[DOCUMENT TEXT]

Glossary#

IO#

IO means input/output. For instance, spatialdata-io is about reading and/or writing data.

NGFF#

NGFF (Next-Generation File Format) is a specification for storing multi-dimensional, large-scale imaging and spatial data efficiently. Developed by the OME (Open Microscopy Environment), it supports formats like multi-resolution images, enabling flexible data access, high performance, and compatibility with cloud-based storage. NGFF is designed to handle modern microscopy, biomedical imaging, and other high-dimensional datasets in a scalable, standardized way, often using formats like Zarr for storage.

OME#

OME stands for Open Microscopy Environment and is a consortium of universities, research labs, industry and developers producing open-source software and format standards for microscopy data. It developed, among others, the OME-NGFF specification.

OME-NGFF#

See NGFF.

OME-Zarr#

An implementation of the OME-NGFF specification using the Zarr format. The SpatialData Zarr format (see below) is an extnesion of the OME-Zarr format.

Raster / Rasterization#

Raster data represents images using a grid of pixels, where each pixel contains a specific value representing information such as color, intensity, or another attribute.

Rasterization is the process of converting data from a vector format (see definition below) into a raster format of pixels (i.e., an image).

ROI#

An ROI (Region of Interest) is a specific subset of a dataset that highlights an area of particular relevance, such as a niche, cell, or tissue location. For example, an ROI may be defined as a polygon outlining a lymphoid structure.

Spatial query#

A spatial query subsets the data based on the location of the spatial elements. For example, subsetting data with a bounding box query selects elements, and the corresponding tabular annotations, within a defined rectangular region, while a polygon query selects data within a specified shape.

SpatialData Zarr format#

An extension of the OME-Zarr format used to represent SpatialData objects on disk. Our aim is to converge the SpatialData Zarr format with the OME-Zarr format, by adapting to future versions of the NGFF specification and by contributing to the development of new features in NGFF. The OME-Zarr format was developed for bioimaging data and therefore and extension of the OME-Zarr format is necessary to accommodate spatial omics data.

SpatialElements#

SpatialElements are the building blocks of SpatialData datasets, and are split into multiple categories: images, labels, shapes and points. SpatialData SpatialElements are not special classes, but are instead standard scientific Python classes (e.g., xarray.DataArray, geopandas.GeoDataFrame) with specified metadata. The metadata provides the necessary information for displaying and integrating the different elements (e.g., coordinate systems and coordinate transformations). SpatialElements can be annotated by tables, which are represented as anndata.AnnData objects. Tables are a building block of SpatialData, but are not considered SpatialElements since they do not contain spatial information.

Tables#

A building block of SpatialData, represented as anndata.AnnData objeets. Tables are used to store tabular data, such as gene expression values, cell metadata, or other annotations. Tables can be associated with SpatialElements to provide additional information about the spatial data, such as cell type annotations or gene expression levels.

Vector / Vectorization#

Vector data represents spatial information using geometric shapes such as points, circles, or polygons, each defined by mathematical coordinates.

Vectorization is the process of converting raster data (i.e. pixel-based images) into vector format. For instance, a “raster” cell boundary can be “vectorized” into a polygon represented by the coordinates of the vertices of the polygon.

Zarr storage#

Zarr is a format for storing multi-dimensional arrays, designed for efficient, scalable access to large datasets. It supports chunking (splitting data into smaller, manageable pieces) and compression, enabling fast reading and writing of data, even for very large arrays. Zarr is particularly useful for distributed and parallel computing, allowing access to subsets of data without loading the entire dataset into memory. A SpatialData object can be stored as a Zarr store (.zarr directory).

[/DOCUMENT TEXT]
[STORED DATA]

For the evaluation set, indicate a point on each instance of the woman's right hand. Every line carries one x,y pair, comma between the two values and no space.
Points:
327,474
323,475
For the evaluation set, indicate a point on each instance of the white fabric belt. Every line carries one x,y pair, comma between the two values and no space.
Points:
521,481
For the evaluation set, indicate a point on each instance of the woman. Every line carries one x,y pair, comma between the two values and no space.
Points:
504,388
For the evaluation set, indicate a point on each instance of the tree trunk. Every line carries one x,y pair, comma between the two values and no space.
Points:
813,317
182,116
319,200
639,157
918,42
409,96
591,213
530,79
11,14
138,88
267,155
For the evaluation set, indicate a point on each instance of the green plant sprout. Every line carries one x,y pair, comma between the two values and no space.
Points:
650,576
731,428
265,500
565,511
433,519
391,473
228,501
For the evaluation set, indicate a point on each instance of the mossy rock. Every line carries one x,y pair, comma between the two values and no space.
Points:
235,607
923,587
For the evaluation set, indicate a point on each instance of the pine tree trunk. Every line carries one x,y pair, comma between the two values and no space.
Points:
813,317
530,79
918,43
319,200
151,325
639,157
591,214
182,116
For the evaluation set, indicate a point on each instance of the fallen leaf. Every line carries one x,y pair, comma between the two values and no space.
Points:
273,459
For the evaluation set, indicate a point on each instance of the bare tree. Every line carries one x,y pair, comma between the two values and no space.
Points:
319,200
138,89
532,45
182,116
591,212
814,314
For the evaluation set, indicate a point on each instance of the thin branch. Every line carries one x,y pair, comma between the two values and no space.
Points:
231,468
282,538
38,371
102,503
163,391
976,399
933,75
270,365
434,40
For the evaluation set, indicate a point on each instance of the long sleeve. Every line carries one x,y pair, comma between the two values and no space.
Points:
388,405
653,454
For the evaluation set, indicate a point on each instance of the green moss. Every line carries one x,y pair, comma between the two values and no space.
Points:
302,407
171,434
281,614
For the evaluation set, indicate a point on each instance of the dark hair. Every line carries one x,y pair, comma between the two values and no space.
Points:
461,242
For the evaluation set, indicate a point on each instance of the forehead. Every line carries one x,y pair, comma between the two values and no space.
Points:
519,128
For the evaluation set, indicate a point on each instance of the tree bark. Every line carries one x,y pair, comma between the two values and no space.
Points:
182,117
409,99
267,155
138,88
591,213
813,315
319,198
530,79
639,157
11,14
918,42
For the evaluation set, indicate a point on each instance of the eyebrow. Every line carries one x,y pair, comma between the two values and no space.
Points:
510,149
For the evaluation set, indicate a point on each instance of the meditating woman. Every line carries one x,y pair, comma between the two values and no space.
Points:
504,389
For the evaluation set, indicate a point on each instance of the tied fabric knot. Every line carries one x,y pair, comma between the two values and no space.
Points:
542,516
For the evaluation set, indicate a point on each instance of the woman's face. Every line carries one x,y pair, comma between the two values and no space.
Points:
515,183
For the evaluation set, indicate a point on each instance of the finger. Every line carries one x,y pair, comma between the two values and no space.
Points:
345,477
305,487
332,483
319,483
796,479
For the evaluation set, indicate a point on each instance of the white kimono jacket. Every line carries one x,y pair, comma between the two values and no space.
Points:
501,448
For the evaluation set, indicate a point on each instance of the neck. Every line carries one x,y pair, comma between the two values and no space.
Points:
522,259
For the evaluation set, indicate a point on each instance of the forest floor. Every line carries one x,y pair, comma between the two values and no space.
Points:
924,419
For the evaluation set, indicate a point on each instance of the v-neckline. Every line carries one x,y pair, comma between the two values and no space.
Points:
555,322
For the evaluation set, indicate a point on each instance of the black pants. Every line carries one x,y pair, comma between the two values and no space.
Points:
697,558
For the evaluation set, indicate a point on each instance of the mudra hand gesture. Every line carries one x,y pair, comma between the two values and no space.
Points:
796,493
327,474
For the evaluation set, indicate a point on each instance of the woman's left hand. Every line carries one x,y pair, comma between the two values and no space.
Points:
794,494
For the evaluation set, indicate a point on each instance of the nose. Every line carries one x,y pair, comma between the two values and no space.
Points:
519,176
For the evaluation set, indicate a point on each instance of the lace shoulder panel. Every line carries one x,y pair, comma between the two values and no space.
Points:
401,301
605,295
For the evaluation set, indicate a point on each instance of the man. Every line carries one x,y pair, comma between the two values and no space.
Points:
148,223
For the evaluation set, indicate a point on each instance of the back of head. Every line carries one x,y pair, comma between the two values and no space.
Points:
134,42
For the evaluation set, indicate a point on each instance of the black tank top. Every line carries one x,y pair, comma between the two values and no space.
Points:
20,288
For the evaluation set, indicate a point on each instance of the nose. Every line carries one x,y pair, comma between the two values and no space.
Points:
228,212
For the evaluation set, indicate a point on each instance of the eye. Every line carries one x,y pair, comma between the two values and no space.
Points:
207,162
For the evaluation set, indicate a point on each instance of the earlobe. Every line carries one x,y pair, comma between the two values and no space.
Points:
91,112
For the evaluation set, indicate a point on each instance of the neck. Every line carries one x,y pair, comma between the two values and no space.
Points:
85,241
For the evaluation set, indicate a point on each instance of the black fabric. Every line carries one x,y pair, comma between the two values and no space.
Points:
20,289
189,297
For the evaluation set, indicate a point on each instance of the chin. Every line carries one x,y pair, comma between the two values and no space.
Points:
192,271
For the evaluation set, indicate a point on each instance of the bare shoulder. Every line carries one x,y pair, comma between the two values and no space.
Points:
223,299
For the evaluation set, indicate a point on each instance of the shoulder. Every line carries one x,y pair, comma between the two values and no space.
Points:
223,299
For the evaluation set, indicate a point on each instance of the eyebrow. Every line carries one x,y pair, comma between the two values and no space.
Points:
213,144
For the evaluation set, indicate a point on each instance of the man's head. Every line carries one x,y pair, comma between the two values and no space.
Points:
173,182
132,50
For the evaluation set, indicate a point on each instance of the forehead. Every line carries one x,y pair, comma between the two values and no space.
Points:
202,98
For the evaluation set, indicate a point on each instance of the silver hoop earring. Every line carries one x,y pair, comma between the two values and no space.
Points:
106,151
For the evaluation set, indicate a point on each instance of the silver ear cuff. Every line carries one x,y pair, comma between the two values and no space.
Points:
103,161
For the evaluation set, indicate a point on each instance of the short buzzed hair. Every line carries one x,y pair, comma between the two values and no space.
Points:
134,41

[/STORED DATA]

Can you copy the glossary starting with "OME stands for" and going on through "or another attribute.", replacing "consortium" with "collaboration"?

- **RESULT OF THE TASK**:
OME stands for Open Microscopy Environment and is a collaboration of universities, research labs, industry and developers producing open-source software and format standards for microscopy data. It developed, among others, the OME-NGFF specification.

OME-NGFF#

See NGFF.

OME-Zarr#

An implementation of the OME-NGFF specification using the Zarr format. The SpatialData Zarr format (see below) is an extnesion of the OME-Zarr format.

Raster / Rasterization#

Raster data represents images using a grid of pixels, where each pixel contains a specific value representing information such as color, intensity, or another attribute.